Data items
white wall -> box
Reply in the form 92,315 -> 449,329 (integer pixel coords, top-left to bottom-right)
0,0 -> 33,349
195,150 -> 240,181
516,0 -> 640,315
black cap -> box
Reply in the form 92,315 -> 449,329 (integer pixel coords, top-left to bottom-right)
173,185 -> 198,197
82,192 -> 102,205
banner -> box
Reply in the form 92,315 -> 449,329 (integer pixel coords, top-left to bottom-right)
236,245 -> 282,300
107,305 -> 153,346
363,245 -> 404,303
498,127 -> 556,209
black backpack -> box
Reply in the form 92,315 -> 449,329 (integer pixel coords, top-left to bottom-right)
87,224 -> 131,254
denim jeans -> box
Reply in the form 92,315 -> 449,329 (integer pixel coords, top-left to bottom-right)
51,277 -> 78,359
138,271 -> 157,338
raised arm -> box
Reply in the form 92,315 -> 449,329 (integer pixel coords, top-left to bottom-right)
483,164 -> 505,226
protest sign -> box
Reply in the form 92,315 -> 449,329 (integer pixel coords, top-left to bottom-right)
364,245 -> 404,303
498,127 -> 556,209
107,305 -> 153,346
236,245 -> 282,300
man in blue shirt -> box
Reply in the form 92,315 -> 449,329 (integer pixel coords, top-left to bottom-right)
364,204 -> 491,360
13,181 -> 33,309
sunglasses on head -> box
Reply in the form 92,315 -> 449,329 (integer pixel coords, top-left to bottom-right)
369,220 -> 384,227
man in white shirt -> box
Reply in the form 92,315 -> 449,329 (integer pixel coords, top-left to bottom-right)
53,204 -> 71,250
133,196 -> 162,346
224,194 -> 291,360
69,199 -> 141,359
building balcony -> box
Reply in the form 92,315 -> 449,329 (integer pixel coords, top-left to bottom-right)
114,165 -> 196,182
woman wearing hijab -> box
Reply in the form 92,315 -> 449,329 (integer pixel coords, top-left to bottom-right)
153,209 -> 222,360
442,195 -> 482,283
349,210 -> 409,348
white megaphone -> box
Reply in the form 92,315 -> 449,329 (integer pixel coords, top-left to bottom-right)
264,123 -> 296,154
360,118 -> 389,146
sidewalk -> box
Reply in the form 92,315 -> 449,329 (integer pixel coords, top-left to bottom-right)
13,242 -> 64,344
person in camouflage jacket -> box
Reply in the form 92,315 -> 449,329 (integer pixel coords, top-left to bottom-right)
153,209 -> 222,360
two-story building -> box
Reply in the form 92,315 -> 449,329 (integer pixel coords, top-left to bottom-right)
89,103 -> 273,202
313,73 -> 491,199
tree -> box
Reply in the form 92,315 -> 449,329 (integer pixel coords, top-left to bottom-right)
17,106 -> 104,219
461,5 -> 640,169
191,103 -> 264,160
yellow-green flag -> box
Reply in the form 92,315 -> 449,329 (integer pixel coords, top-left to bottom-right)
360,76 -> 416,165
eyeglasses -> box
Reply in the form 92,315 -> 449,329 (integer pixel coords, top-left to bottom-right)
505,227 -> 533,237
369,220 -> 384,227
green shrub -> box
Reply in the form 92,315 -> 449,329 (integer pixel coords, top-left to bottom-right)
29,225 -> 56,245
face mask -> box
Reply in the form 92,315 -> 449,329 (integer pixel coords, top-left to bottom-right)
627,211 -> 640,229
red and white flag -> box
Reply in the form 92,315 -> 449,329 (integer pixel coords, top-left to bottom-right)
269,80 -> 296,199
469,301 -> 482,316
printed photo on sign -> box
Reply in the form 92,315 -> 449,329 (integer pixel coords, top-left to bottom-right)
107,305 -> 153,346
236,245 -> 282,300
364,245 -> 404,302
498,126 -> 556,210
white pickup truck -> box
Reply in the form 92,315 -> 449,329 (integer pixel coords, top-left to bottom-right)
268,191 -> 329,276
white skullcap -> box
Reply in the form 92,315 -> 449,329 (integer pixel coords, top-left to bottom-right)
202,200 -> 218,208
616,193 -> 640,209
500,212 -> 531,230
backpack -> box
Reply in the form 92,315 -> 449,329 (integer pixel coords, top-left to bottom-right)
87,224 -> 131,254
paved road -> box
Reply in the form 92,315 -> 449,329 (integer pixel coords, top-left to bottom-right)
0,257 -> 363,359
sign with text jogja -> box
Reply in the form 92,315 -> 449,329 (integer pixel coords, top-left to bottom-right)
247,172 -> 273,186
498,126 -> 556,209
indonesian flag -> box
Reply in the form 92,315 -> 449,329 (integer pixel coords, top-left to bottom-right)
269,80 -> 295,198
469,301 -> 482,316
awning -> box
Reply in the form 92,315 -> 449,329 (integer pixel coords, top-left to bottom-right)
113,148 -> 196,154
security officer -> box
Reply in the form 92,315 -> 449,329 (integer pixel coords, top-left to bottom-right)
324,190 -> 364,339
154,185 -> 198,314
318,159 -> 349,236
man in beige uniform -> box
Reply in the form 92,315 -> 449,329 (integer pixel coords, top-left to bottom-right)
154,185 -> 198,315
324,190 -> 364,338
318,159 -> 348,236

▶ _THE PROBLEM_
Rewrite every line from the line containing "paved road -> box" through the last line, keeping the requests as they are. In the answers only, multiply each pixel coordinate by 2.2 and round to the nearest whole number, rounding halves up, and leave the numbers in the requests and their format samples unchanged.

▶ _REPLY_
paved road -> box
Reply in the form 92,315 -> 449,329 (integer pixel coords, top-left to bottom-right)
0,565 -> 799,790
sign with text jogja -> box
Reply in the form 92,315 -> 449,329 (integer pixel coords, top-left to bottom-right)
543,378 -> 601,409
1096,277 -> 1223,460
indonesian flag -> box
Reply in the form 92,315 -> 449,329 (integer pixel coords, top-left to bottom-right)
592,176 -> 649,436
1032,662 -> 1060,695
awning -> box
Reply in the form 92,315 -> 449,329 (integer pixel coords, top-left to bottom-right)
249,326 -> 431,339
security officer -> box
Reply in the form 92,315 -> 449,329 (integer pixel coords, top-left to bottom-right)
713,418 -> 801,746
339,407 -> 436,691
700,350 -> 768,519
man in beige uniform -> box
Reply in the form 92,315 -> 449,329 (integer pixel coords, top-left to bottom-right)
339,407 -> 436,693
713,418 -> 801,744
700,350 -> 766,519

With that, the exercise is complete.